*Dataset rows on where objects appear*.
========================================================================
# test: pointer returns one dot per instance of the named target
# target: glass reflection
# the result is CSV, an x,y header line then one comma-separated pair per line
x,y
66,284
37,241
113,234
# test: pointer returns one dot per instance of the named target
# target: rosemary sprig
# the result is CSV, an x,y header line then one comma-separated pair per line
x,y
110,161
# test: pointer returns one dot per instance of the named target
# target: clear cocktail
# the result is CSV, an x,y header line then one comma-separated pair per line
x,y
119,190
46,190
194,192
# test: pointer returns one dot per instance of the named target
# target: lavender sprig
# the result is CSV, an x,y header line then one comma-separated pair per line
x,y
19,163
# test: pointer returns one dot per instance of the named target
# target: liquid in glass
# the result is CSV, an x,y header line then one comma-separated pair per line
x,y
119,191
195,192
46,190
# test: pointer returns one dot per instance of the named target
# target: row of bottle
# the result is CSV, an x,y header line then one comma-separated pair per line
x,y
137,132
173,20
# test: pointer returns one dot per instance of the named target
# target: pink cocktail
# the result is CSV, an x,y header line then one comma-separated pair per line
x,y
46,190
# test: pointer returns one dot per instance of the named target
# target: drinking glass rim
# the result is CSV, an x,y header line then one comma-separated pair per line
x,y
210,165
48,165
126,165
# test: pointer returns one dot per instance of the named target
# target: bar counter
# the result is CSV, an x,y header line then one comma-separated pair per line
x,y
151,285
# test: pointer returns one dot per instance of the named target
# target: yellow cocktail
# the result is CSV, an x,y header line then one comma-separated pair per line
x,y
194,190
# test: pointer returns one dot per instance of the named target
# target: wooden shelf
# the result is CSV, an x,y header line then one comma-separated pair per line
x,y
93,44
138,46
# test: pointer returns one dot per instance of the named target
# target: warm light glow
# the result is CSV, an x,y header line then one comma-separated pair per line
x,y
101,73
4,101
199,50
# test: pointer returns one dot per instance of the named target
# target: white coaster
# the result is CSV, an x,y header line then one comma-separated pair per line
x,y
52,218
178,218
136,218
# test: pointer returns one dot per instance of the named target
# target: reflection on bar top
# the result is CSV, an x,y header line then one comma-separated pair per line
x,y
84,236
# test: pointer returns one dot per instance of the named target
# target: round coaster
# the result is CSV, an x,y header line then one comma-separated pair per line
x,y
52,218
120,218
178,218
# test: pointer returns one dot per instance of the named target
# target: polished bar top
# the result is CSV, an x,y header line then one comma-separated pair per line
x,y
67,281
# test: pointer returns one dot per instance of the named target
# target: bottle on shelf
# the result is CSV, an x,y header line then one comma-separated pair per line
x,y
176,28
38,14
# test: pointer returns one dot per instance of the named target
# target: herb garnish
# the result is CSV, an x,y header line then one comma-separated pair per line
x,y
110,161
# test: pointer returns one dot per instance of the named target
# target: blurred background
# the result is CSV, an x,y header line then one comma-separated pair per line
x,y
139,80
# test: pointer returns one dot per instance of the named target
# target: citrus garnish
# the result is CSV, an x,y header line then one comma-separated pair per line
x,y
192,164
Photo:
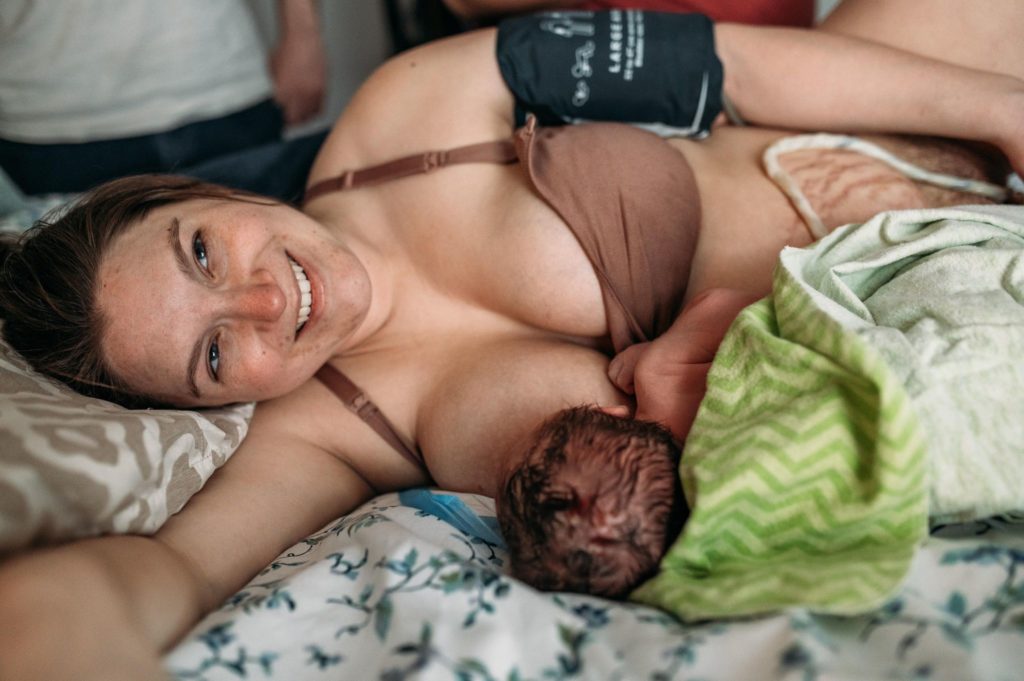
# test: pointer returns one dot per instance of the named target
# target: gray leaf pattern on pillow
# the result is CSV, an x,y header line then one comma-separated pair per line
x,y
73,466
========================================================================
*Aim*.
From the records given above, reproduce all text exactly and exclude each picture.

*Response*.
# test: pointer returns one dot per instance of the named target
# target: glass reflection
# the result is CSV, an x,y header line then one comma-separated pair per line
x,y
66,284
37,241
113,234
# test: pointer returns one dot per instance of the named target
# target: rosemary sprig
# the result is CSV, an x,y header line then one comma-separated pair per line
x,y
110,161
# test: pointer returns one dot per instance of the named target
# target: clear cocktail
# the result is CSV, an x,y header line then one comma-separated pair per line
x,y
119,190
46,190
194,192
# test: pointer returns one dot per instance of the named target
# target: lavender sprig
# the result is CSV, an x,y header line then one comma-separated pair per line
x,y
19,163
# test: pointer returns one dot per instance of the named target
# target: liquid in glass
# the result is CSV, an x,y header line then one comma-separated pair per line
x,y
119,191
195,192
46,190
# test: pointer returns one dot per instance of the named target
# target: row of bottle
# the result is CSV, an x,y header line then one comma-separated pair per line
x,y
137,132
173,20
# test: pointer returns one dot per instance of the named target
# target: pink cocktail
# the result is CSV, an x,y header line then one comma-separated pair per line
x,y
46,190
# test: pointer returns one dot per instance of the named target
# target: drinking glass rim
# the result is CSV, an x,y header line then one comma-separated pair per line
x,y
210,165
48,165
126,165
# test: pointer returns one dot per instance of the named target
# target: bar counter
# the result is CSV, an x,y header line then one comma-separated pair per line
x,y
151,285
# test: pointer returns one dot per instance of the named target
# target: yellow cocktail
# the result is CSV, an x,y header line then one comma-separated pair per line
x,y
194,190
# test: pointer returns one dot per instance of the named target
# target: wooden shelf
# the result is CSV, an x,y header line then one comma-separated pair per line
x,y
93,44
138,46
# test: pointer returns one dot per instance of the named target
# target: warm light glow
# the result is CSV, an x,y header line then one comma-separated pair per line
x,y
101,73
4,101
199,50
# test: pointer returns one dot per instance of the named target
# target: white coaster
# the result is CSV, an x,y header line then one comma-separated pair per line
x,y
52,218
178,218
136,218
# test: pointer returns one dot per instance of the named target
# target: reflection on bar top
# the result is CSV, an x,y header line then one comma-separated pair per line
x,y
84,236
# test: pointer returns one dot per instance of the named target
# target: round coaster
# the result is CSV, an x,y header line then one comma-separated pair per line
x,y
52,218
120,218
178,218
# test: pointer returns one dot per instance of the named target
# target: polished bar top
# the result is CSV, an x,y header line then one comma-separated pair per line
x,y
67,281
# test: pointer returns one dot per instance of the named target
# target: bottle on shelf
# the result is CSV, an x,y header line then one comma-separated pair per line
x,y
176,28
38,14
# test: pointer returns one dot per instance of the named target
# target: herb garnish
# the result is CSV, an x,y header line then one comma-separated pair per line
x,y
110,161
# test: pointer returns one dot per instance of the named target
# target: blurred background
# the result is CSV, an x,y header line then one comma-separated pair per line
x,y
139,80
# test: pointer returns one dot per instance of the named target
# target: citrus garnish
# the result is CSV, an x,y header line then one comma-separated pair per line
x,y
192,164
Photo:
# test: pointer returns one dot per instance of the named target
# target: gray leaf pattern on pillow
# the result is CSV, an x,y header line then one comma-separated pair per line
x,y
73,466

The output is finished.